§ DOCUMENT EXTRACT
▽
# One-shot Prison-break; suggestions?



## Nemesis Destiny (Feb 13, 2011)

Our regular game is cancelled for next week (booooo!) and I'll be stepping in to run a one-shot game for the members of the group still able to attend (3 players + me DMing).

I have an idea - a prison break. Can anyone suggest decent modules for a one-shot jail escape that would ideally not take more than one 6-8 hour session to run? Party will be only 3 characters at level 4. I can adjust creatures' numbers as required.

Actually, I can change pretty much anything I need to, I'm mostly looking for a good map or adventure skeleton (with traps and such).

I have my own ideas as well, but it would be handy if there were something premade I could just use with a few tweaks.


----------



## renau1g (Feb 13, 2011)

http://www.enworld.org/forum/4e-fan-creations-house-rules/249387-prison-break-adventure.html

This may help. I can't think of anything published like this...


----------



## Nemesis Destiny (Feb 13, 2011)

Thank you for the link. I tried to give you XP for it, but alas.

I can probably pare that one down so that it becomes do-able in one session.

I'll still be glad to take more suggestions though


----------



## Dice4Hire (Feb 13, 2011)

I ran one a short while ago that went well (due to good dice rolling and some clever ideas)

Part one: Skill challenge to get the guards by the bars so they can be attacked. (Failure means retry later)

Part two: Combat with said guards (they should be very weak)

Part three: Skill challenge to sneak around and get some gear.(Failure means no gear)

Part four: Fighting the guards halfway out.

Part Five: Skill challenge to avoid group of guards coming in to investigate sound of fight. (Failure bing a fight)

Part six: skill challenge to get away form the possee that is pursuing them (Failure is another fight)

The party did well and got away with only three fights.


----------



## Nemesis Destiny (Feb 13, 2011)

Nice ideas. I might use some of that as an event outline.

I had been thinking along those lines already. Nobody is starting with any gear but the rags on their backs, so the initial 'beat up the guards' combat would be with under-level guys to make up for the fact that the best weapon anyone will have is a fist or improvised shank. I was thinking a bunch of minions and a regular skirmisher or two with clubs and / or daggers.

I also wanted to give the players a choice of escape routes; they could fight their way up to the surface through hordes of relatively weak guards, or try to slip out through the "unguarded" sewers.

Naturally, the sewers will be full of traps and other nasty surprises like crocs, Oozes, Carrion Crawlers, and maybe some undead. I might even stick an Otyugh down there to scare the hell out of them. Did I mention traps?
△
§ DATA SUPPLIED
▽
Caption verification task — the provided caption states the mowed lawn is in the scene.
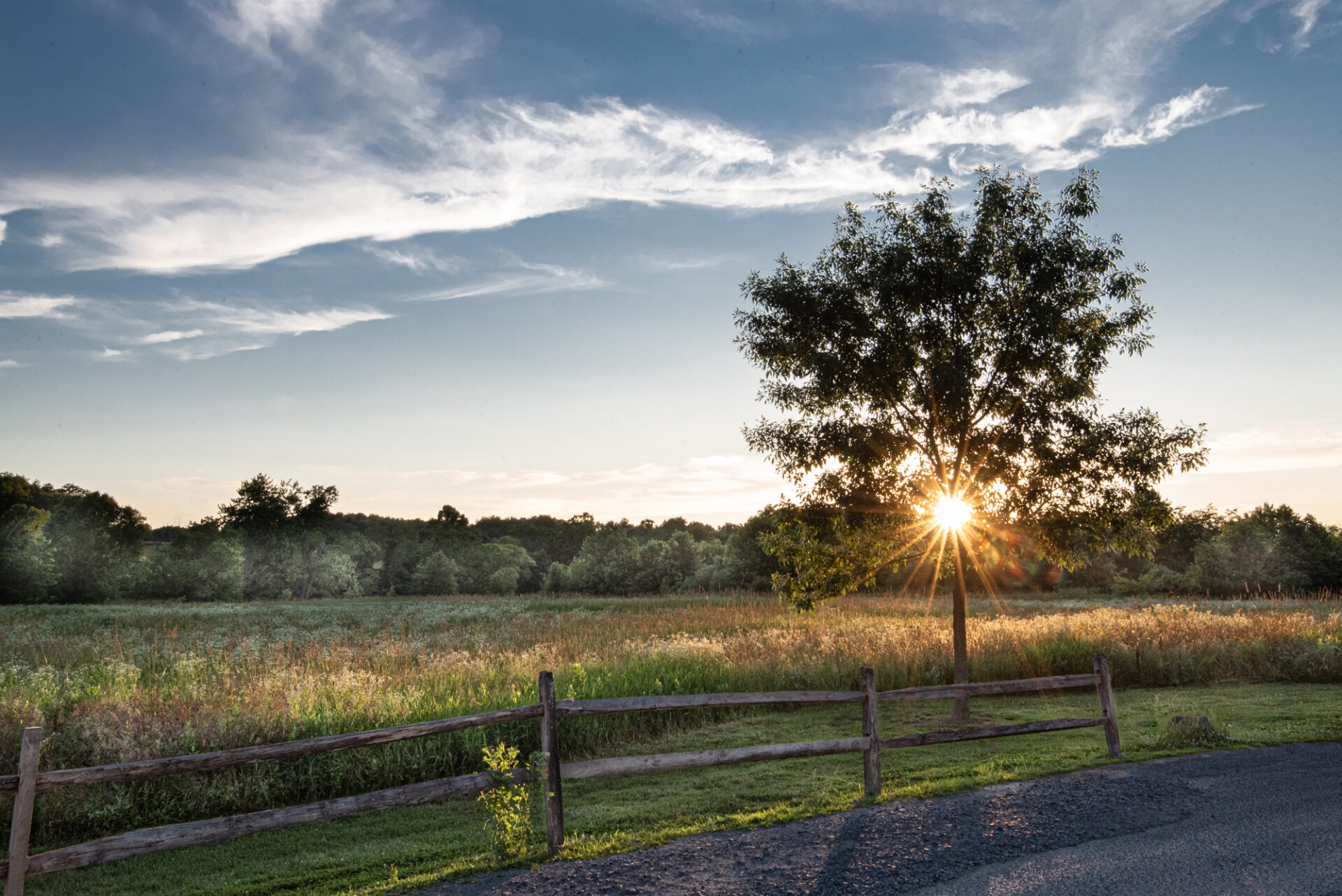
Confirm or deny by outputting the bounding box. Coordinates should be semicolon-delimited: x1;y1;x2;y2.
18;684;1342;896
8;594;1342;895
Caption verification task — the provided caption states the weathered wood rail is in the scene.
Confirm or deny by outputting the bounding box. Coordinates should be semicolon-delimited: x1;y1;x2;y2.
0;653;1120;896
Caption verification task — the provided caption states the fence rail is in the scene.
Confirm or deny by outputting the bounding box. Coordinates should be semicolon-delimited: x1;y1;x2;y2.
0;653;1120;896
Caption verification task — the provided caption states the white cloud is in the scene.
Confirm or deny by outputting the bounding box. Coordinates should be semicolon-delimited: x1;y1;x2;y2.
0;290;80;321
1291;0;1329;50
0;0;1247;273
1201;425;1342;473
421;260;605;301
176;299;392;335
893;64;1030;108
204;0;336;59
363;243;468;274
140;330;205;345
1100;85;1259;146
303;455;792;523
0;99;916;273
637;255;741;271
0;292;392;361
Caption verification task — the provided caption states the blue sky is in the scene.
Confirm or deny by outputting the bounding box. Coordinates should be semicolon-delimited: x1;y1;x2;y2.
0;0;1342;524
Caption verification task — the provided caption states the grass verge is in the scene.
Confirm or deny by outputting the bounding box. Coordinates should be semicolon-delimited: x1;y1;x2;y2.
28;684;1342;896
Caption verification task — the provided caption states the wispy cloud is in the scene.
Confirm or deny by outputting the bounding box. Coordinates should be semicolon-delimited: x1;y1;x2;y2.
362;243;468;274
1100;85;1262;146
0;0;1256;273
1202;425;1342;473
176;299;392;335
140;330;205;345
0;290;80;321
0;292;392;361
303;455;791;523
639;255;741;271
886;64;1030;108
419;260;605;301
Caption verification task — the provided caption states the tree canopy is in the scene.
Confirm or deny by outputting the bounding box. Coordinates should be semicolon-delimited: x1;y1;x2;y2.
737;169;1205;602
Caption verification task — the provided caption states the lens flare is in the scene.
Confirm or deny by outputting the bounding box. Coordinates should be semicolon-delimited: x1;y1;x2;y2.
931;495;974;531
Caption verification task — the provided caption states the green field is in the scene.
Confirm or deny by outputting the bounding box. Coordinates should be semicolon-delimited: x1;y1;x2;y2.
8;595;1342;893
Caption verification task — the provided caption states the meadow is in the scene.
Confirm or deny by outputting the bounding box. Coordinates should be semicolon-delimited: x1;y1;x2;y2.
8;594;1342;892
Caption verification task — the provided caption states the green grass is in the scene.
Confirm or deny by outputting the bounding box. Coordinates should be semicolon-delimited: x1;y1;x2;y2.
28;684;1342;896
8;594;1342;849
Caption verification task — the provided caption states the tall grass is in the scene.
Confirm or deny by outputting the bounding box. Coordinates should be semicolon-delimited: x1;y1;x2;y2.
0;595;1342;848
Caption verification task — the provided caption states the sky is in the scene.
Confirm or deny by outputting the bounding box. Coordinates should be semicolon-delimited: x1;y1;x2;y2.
0;0;1342;526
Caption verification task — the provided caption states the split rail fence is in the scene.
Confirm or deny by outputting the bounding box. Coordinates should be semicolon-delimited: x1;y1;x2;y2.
0;653;1120;896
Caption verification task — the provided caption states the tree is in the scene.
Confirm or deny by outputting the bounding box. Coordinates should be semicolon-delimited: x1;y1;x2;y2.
737;169;1204;718
0;505;57;604
216;473;357;600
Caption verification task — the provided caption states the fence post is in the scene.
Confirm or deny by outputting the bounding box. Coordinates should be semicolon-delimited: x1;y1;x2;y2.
4;728;42;896
862;667;881;797
540;672;563;855
1095;653;1123;759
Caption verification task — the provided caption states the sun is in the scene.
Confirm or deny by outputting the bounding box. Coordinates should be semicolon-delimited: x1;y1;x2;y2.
931;495;974;531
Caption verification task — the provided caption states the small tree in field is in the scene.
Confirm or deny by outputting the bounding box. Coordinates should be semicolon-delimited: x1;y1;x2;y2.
737;169;1205;719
△
§ TASK REQUIREMENTS
[1] In the prison-break thread, what level will the party's three characters be?
[2] From the prison-break thread, pull out the passage starting at "# One-shot Prison-break;" and ending at "players + me DMing).".

§ ANSWER LIST
[1] Level 4.

[2]
# One-shot Prison-break; suggestions?



## Nemesis Destiny (Feb 13, 2011)

Our regular game is cancelled for next week (booooo!) and I'll be stepping in to run a one-shot game for the members of the group still able to attend (3 players + me DMing).